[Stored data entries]
>>>

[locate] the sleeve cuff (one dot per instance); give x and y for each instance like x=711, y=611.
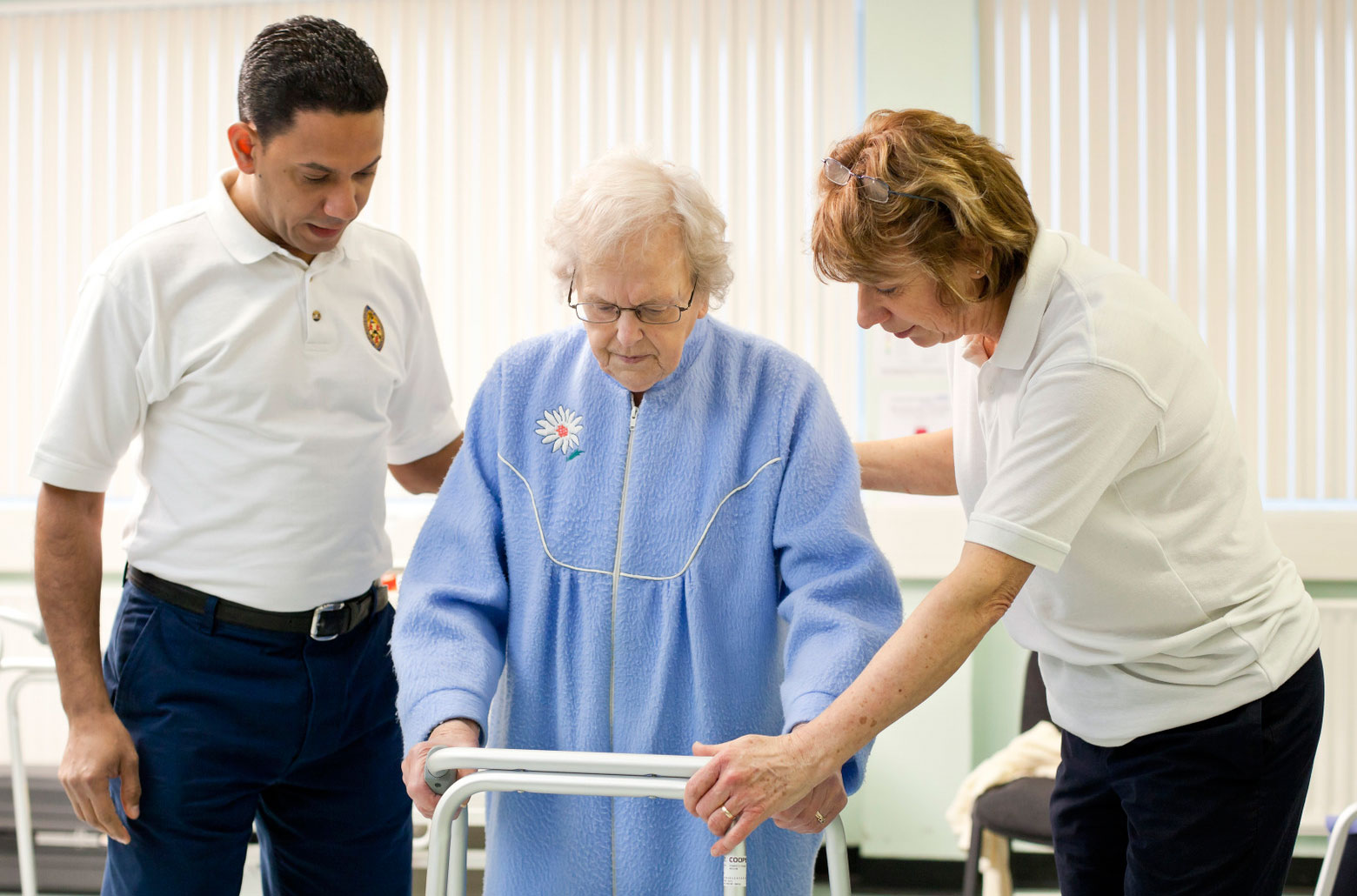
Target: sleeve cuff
x=70, y=477
x=1018, y=542
x=438, y=707
x=434, y=438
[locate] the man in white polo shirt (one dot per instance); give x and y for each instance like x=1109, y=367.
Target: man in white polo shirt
x=276, y=360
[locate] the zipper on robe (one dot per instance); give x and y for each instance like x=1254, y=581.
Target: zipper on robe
x=612, y=633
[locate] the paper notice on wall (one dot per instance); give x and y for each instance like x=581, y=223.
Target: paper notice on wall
x=906, y=389
x=906, y=413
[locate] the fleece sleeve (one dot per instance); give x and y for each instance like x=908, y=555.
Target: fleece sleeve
x=448, y=644
x=840, y=600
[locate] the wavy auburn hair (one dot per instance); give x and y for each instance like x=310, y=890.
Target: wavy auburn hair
x=976, y=208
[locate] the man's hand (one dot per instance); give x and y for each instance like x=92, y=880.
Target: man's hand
x=455, y=732
x=98, y=751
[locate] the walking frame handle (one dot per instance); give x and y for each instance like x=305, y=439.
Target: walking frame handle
x=569, y=772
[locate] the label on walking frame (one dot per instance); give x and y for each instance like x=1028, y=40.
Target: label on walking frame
x=734, y=869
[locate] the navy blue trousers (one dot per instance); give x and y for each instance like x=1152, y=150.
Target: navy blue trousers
x=234, y=726
x=1209, y=808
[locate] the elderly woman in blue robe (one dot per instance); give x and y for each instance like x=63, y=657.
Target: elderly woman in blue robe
x=653, y=535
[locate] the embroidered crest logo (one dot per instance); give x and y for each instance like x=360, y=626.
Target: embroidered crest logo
x=372, y=326
x=561, y=429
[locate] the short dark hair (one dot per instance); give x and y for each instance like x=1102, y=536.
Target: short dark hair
x=307, y=64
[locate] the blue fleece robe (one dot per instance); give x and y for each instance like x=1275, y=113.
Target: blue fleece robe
x=697, y=569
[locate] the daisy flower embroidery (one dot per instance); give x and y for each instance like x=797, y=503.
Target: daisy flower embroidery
x=561, y=429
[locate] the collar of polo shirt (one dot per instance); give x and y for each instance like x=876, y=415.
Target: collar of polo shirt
x=239, y=237
x=1029, y=303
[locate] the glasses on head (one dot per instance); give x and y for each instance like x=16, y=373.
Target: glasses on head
x=608, y=312
x=872, y=188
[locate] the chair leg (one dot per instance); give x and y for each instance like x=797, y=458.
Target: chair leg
x=971, y=876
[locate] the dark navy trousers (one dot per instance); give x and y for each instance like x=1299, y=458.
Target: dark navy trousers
x=232, y=726
x=1209, y=808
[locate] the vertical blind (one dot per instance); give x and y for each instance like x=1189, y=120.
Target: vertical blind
x=114, y=110
x=1211, y=145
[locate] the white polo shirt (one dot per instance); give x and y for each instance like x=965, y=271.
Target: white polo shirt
x=271, y=397
x=1100, y=445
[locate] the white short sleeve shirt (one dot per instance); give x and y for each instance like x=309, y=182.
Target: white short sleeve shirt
x=1100, y=445
x=269, y=395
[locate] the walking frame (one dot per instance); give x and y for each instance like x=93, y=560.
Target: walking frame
x=570, y=772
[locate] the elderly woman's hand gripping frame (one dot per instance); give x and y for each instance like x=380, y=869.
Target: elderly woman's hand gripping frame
x=755, y=779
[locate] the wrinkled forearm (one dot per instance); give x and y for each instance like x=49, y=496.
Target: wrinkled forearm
x=912, y=465
x=925, y=652
x=68, y=562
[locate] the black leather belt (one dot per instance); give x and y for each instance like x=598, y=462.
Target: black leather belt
x=324, y=624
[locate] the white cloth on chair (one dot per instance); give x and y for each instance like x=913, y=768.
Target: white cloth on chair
x=1034, y=753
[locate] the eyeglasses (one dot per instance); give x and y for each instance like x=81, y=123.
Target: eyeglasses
x=872, y=188
x=608, y=312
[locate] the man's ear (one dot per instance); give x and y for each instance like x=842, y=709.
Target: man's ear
x=244, y=145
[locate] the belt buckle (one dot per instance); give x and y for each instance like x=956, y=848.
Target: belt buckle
x=322, y=630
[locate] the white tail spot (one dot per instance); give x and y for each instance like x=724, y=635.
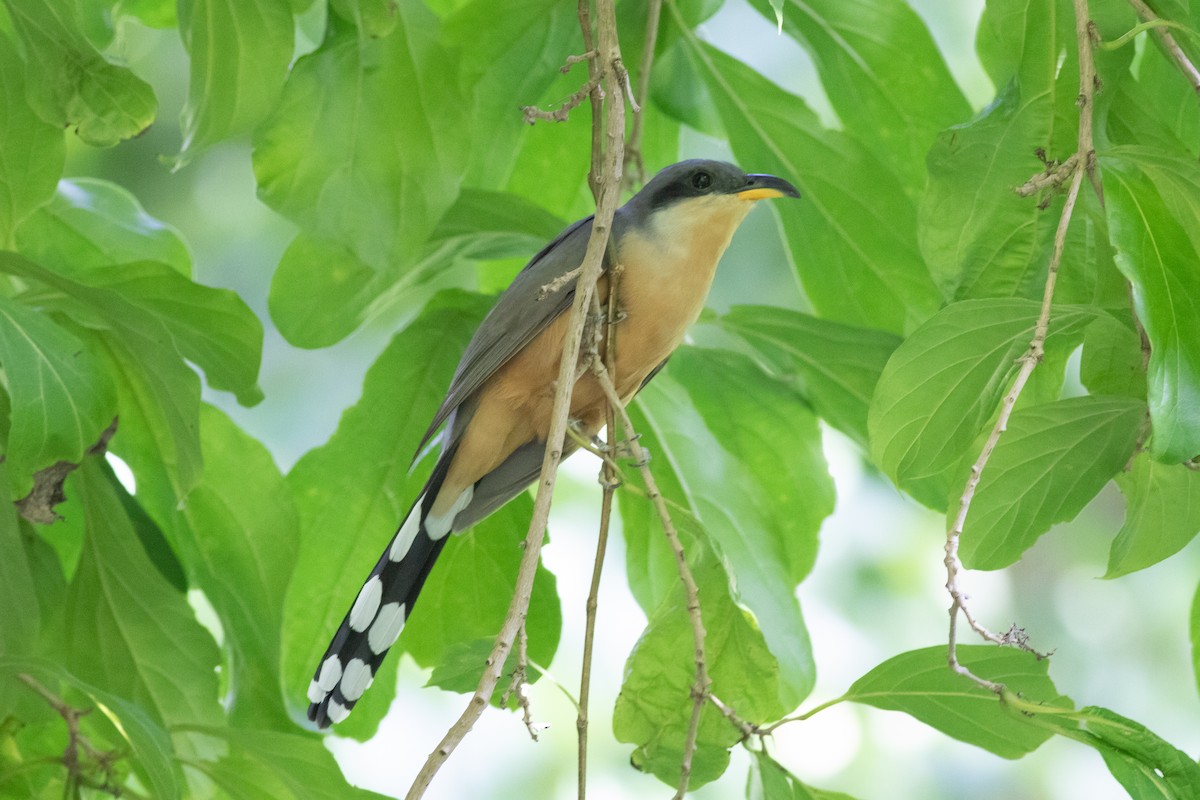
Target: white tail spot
x=355, y=679
x=385, y=630
x=366, y=603
x=407, y=533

<<<

§ WRITTEN TASK
Reproduce every line of the rows, requests included, starting at the beginning of the rows and ending at the line that contains "x=653, y=535". Multiply each answer coordinate by 2 and round it to a whole number, rounding halves up, but leave the numbers in the requests unchanged and omit the pictures.

§ SOLUTION BELOW
[locate] the sleeve cuff (one dot per instance); give x and y for each instance like x=711, y=611.
Target: sleeve cuff
x=140, y=954
x=2036, y=1084
x=876, y=1414
x=868, y=876
[locate] the man in white polo shirt (one dot per instance); give x and y for each instance like x=1109, y=367.
Target: man in white polo shirt
x=552, y=720
[locate] the zipper on robe (one dot per instance); give x and y for each instance like x=1254, y=581.
Target: zipper on robe
x=1224, y=1266
[locate] the paper notice on wall (one dot per instance); give x and y for each instance like x=581, y=223.
Target: paper notice on wall
x=1812, y=778
x=1812, y=826
[locate] the fleece sleeve (one dot per instance); give x and y for each instance like x=908, y=555.
Target: fleece sleeve
x=896, y=1288
x=1680, y=1200
[locate] the wavy auburn hair (one dot per instance); give x and y for each instance like x=310, y=890.
Target: wavy auburn hair
x=1952, y=416
[locate] the man's hand (one dot per instance); give x and y for each instance like x=92, y=880.
Target: man's hand
x=910, y=1464
x=196, y=1502
[locate] the walking frame handle (one dot per instance); give x and y for each instance like x=305, y=439.
Target: walking frame handle
x=1138, y=1544
[locate] the label on walking frame (one dot per instance); give x and y for each instance like x=1028, y=40.
Target: label on walking frame
x=1468, y=1738
[locate] the navy blue trousers (one dot per instance); give x and y for each instance like x=1152, y=150.
Target: navy blue trousers
x=468, y=1452
x=2418, y=1616
[locate] the elderly woman in blue robe (one dot per instance); give x and y for each instance like x=63, y=657.
Target: elderly woman in blue robe
x=1306, y=1070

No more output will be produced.